Collected data entries:
= Beginning of Section =
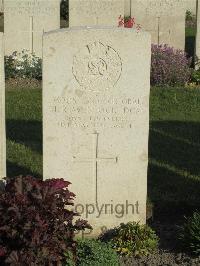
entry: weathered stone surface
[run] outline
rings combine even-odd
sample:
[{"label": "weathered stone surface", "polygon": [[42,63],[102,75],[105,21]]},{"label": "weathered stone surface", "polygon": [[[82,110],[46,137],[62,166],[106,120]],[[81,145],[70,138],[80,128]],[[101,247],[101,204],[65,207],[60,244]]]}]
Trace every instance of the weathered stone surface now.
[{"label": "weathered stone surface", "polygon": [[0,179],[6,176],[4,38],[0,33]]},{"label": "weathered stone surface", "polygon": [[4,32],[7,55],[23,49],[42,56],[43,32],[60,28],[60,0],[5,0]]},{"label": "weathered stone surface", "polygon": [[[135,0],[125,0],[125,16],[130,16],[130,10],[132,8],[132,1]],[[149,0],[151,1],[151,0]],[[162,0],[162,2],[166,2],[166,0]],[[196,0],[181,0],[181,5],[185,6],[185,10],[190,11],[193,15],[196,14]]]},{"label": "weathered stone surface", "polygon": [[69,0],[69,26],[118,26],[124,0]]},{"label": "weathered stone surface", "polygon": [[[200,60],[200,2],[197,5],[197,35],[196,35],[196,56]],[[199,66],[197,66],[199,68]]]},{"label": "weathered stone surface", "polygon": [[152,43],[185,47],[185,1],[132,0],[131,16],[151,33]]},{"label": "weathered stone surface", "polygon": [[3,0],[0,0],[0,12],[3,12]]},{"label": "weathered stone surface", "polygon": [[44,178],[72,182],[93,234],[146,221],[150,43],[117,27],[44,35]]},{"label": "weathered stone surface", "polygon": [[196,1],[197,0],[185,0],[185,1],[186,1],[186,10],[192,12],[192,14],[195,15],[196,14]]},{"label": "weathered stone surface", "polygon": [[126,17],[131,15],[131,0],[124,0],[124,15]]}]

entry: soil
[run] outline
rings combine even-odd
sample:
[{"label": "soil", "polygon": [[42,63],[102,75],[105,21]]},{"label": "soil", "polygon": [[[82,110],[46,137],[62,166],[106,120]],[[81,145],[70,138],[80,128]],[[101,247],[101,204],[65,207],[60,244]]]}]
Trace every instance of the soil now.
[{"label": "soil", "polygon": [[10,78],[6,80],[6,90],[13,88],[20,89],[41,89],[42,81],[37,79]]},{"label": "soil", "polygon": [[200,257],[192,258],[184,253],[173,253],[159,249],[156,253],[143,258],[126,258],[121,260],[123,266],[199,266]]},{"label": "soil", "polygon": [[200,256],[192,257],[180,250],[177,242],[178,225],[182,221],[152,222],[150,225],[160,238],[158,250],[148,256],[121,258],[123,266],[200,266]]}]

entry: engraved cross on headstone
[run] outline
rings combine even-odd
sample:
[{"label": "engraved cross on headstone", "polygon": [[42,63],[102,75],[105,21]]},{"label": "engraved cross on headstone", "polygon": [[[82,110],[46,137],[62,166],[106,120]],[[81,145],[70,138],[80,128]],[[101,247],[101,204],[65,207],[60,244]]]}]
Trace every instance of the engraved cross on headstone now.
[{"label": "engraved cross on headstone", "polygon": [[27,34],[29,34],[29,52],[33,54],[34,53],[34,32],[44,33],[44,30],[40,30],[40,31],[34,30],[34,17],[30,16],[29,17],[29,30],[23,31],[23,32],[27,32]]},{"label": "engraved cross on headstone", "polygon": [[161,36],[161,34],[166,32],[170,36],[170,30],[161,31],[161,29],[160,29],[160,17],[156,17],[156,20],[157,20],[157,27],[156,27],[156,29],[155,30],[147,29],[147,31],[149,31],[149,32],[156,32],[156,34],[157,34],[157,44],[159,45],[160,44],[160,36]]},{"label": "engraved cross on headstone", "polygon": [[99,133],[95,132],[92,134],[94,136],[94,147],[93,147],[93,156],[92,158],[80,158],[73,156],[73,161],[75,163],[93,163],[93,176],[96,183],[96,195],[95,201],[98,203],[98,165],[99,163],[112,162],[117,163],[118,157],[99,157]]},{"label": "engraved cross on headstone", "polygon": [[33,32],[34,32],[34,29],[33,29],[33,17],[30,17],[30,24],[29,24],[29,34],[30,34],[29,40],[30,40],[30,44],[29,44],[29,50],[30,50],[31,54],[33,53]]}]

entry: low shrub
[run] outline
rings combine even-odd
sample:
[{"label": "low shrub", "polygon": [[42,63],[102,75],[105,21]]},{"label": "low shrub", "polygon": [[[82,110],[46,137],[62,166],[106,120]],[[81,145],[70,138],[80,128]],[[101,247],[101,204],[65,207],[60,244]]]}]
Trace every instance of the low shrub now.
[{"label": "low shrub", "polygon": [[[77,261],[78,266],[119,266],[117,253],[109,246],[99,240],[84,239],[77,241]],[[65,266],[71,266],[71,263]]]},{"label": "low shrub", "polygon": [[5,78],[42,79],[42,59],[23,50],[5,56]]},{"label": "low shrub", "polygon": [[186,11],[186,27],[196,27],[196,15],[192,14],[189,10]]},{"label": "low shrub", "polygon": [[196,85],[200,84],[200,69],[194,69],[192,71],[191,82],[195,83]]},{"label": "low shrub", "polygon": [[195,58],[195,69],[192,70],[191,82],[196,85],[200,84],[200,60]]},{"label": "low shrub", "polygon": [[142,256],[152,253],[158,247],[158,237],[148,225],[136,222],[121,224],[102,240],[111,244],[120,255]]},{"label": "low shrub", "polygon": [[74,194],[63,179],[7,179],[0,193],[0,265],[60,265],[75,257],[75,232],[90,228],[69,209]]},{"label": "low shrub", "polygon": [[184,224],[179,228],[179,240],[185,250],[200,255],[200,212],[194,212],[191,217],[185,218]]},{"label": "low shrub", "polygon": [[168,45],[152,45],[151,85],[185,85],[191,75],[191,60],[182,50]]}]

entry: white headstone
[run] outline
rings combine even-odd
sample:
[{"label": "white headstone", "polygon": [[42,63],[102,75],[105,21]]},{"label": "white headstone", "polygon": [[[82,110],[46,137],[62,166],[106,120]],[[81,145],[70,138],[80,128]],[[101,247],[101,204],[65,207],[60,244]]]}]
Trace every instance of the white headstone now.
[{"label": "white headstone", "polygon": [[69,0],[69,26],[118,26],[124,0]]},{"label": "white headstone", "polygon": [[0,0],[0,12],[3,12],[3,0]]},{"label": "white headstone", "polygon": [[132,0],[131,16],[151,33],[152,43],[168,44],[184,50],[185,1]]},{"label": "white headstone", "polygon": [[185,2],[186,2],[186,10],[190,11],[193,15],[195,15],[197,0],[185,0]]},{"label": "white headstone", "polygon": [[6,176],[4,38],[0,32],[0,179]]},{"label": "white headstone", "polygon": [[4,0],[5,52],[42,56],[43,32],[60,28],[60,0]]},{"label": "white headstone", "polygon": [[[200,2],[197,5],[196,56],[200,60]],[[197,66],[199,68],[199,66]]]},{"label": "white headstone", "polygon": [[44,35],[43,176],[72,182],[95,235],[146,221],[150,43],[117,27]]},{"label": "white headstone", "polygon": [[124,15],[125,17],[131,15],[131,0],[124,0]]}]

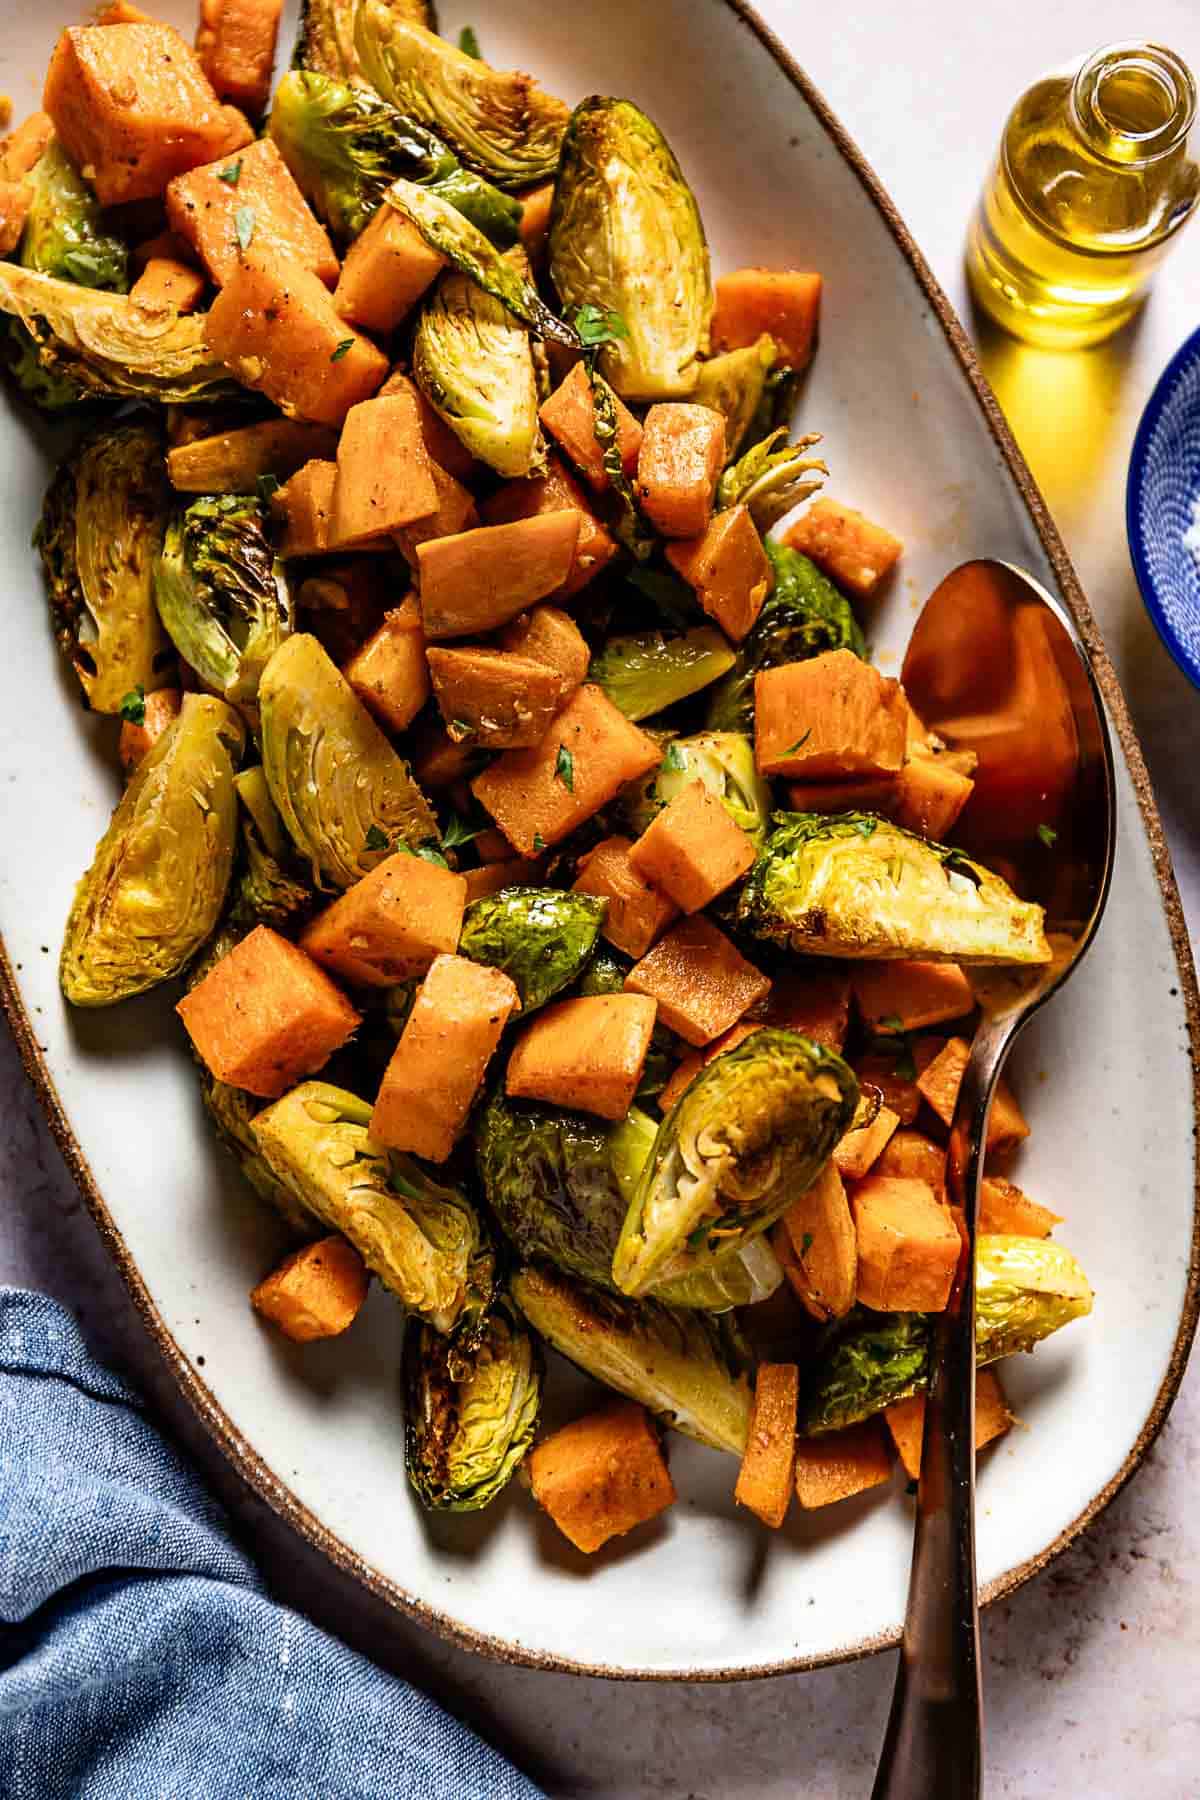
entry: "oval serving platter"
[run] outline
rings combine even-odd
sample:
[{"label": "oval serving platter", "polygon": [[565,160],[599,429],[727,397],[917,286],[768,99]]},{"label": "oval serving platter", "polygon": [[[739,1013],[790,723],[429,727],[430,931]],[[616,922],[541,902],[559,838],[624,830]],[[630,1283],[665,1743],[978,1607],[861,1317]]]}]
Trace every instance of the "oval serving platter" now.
= End of Section =
The task = When a line in the data above contains the string "serving", copy that line.

Written answer =
entry: "oval serving platter"
[{"label": "oval serving platter", "polygon": [[565,160],[599,429],[727,397],[917,286],[768,99]]},{"label": "oval serving platter", "polygon": [[[739,1013],[790,723],[429,727],[430,931]],[[616,922],[541,902],[559,838],[624,830]],[[630,1283],[665,1743],[978,1607],[861,1317]]]}]
Trace every instance of the "oval serving platter" now.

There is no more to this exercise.